**AIM OF THE EXERCISE**
Filter the rows below and copy out every line that contains the word "baseball", keeping each line unchanged.

• • •

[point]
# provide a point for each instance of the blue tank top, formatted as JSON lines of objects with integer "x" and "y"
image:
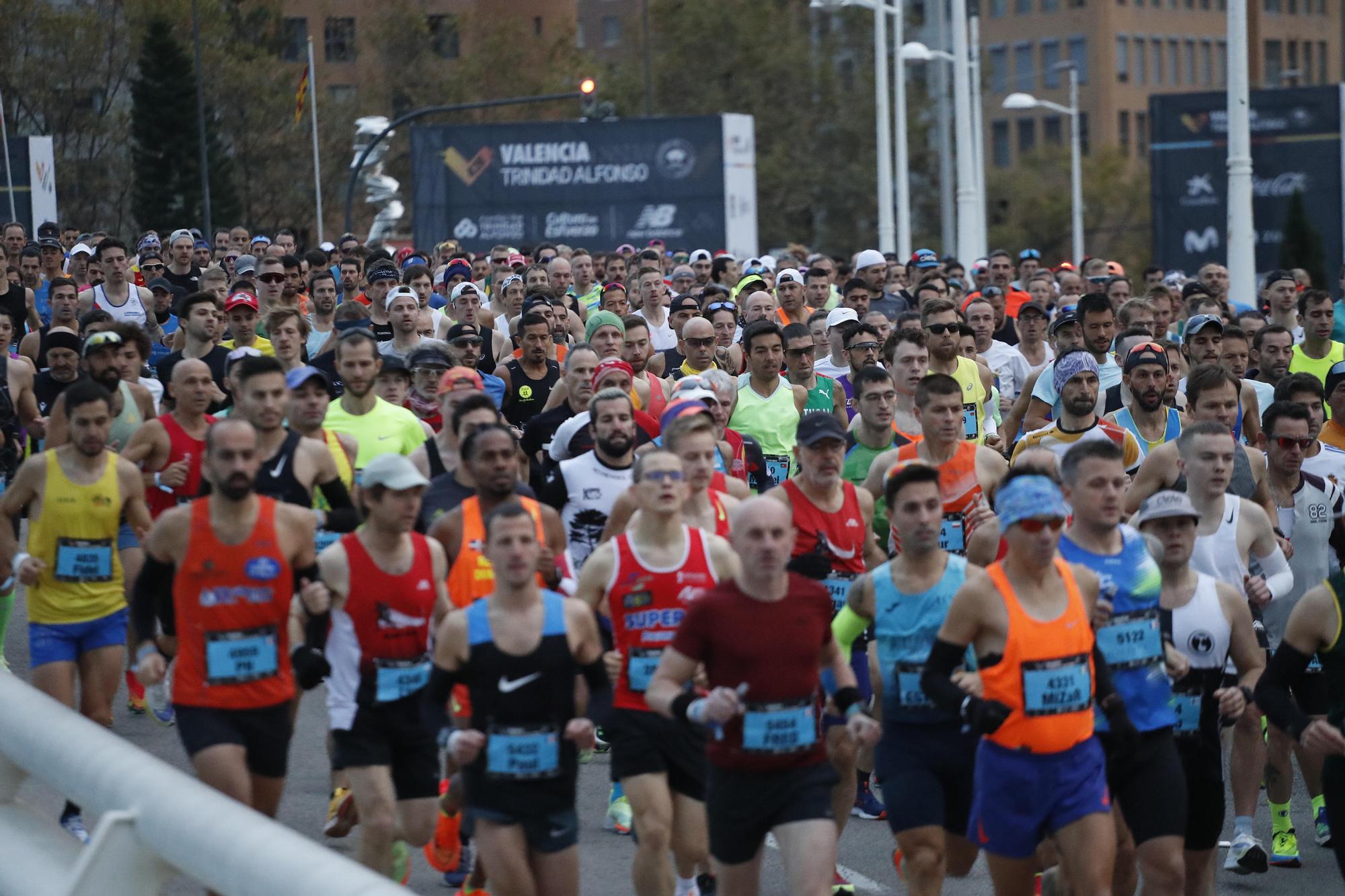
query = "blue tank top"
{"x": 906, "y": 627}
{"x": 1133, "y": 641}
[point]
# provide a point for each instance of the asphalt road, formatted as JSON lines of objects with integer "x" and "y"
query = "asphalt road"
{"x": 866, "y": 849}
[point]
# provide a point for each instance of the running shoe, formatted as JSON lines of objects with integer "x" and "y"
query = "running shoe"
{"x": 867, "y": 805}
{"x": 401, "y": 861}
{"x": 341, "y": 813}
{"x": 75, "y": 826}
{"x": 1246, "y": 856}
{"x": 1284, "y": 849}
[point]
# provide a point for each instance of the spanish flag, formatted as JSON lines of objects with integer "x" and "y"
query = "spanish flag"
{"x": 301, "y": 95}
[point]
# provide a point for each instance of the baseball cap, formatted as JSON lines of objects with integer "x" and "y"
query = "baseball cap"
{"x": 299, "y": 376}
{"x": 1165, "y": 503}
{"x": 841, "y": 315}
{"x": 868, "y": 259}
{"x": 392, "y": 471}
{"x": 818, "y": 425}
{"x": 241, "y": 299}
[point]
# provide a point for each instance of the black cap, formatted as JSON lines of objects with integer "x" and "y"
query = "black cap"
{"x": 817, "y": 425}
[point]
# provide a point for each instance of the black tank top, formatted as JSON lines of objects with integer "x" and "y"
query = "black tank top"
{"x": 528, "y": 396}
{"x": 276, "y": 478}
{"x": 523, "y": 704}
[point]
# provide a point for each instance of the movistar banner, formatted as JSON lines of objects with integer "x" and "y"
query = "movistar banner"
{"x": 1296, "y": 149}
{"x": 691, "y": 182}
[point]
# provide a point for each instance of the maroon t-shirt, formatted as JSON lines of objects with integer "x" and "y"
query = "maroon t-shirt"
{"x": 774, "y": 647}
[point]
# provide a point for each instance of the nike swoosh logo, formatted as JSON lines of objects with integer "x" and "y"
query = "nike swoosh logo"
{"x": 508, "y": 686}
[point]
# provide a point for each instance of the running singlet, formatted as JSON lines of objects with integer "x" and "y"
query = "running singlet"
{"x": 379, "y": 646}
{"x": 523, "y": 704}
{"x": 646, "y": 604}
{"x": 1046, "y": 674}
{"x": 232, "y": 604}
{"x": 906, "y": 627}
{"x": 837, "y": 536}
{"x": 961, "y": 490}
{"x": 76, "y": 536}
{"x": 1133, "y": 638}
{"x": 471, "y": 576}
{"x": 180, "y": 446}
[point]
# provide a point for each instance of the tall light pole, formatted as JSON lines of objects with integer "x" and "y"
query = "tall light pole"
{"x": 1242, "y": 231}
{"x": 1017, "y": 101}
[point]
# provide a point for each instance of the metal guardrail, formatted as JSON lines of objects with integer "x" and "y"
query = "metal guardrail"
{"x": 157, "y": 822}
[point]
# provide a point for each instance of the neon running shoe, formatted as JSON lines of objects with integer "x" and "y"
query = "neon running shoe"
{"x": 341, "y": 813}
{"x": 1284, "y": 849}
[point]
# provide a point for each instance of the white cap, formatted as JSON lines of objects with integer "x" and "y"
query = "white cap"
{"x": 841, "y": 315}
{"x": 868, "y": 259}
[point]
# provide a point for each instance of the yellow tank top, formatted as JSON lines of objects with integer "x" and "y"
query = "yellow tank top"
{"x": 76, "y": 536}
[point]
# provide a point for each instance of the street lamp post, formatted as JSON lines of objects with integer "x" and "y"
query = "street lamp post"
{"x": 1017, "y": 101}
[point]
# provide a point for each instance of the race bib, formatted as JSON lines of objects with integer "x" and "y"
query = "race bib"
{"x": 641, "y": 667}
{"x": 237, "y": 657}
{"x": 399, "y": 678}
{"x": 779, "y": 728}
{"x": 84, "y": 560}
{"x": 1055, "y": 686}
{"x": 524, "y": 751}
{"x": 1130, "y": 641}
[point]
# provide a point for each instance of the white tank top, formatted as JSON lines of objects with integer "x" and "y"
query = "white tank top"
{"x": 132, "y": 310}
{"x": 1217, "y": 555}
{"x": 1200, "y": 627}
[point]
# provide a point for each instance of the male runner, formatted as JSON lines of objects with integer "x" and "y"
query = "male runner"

• • •

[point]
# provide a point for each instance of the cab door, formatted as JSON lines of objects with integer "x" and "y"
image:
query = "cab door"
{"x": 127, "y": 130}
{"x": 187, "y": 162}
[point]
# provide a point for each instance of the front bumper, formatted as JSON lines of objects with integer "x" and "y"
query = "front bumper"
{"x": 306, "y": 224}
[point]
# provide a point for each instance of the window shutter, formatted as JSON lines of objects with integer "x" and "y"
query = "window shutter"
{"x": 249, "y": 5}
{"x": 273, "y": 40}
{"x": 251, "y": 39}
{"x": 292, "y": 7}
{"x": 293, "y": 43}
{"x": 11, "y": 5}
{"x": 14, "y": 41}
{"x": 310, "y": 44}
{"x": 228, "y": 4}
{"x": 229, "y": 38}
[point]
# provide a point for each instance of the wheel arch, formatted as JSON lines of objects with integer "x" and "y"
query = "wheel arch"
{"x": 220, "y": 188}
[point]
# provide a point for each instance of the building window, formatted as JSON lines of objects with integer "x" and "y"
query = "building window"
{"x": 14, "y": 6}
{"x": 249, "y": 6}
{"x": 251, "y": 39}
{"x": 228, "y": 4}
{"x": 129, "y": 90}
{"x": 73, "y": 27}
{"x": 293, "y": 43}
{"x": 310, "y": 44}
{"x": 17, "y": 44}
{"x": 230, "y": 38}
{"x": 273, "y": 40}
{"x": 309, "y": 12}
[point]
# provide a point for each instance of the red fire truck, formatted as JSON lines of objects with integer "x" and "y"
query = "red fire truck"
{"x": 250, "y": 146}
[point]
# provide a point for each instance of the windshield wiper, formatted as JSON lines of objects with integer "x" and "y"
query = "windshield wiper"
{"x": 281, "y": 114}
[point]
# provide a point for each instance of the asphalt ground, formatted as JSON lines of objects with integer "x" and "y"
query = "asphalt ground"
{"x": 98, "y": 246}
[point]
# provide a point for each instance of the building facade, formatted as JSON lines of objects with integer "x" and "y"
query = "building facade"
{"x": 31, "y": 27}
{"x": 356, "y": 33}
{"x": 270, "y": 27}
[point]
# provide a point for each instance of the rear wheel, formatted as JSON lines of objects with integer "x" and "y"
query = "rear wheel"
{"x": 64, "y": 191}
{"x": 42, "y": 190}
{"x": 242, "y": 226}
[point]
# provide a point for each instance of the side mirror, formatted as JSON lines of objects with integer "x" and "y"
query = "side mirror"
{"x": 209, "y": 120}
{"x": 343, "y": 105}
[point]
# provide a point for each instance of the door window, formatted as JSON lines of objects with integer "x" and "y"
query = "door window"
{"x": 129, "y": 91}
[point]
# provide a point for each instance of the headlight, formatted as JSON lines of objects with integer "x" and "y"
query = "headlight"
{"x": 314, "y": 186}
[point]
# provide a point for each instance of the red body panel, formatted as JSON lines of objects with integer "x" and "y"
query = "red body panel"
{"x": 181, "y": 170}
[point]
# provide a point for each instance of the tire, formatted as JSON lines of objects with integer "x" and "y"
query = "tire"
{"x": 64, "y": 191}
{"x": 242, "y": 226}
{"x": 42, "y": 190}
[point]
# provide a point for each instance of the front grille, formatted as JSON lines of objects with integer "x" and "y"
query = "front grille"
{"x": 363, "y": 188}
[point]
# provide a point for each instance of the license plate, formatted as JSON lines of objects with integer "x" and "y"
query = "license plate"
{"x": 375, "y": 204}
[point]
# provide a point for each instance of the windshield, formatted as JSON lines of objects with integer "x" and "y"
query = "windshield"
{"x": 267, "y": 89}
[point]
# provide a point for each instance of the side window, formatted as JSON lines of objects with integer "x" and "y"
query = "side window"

• • •

**EXERCISE ANSWER**
# provide a point for each instance of the baseball cap, formatted as JSON lines of objects with integer "x" and "y"
query = "baseball cap"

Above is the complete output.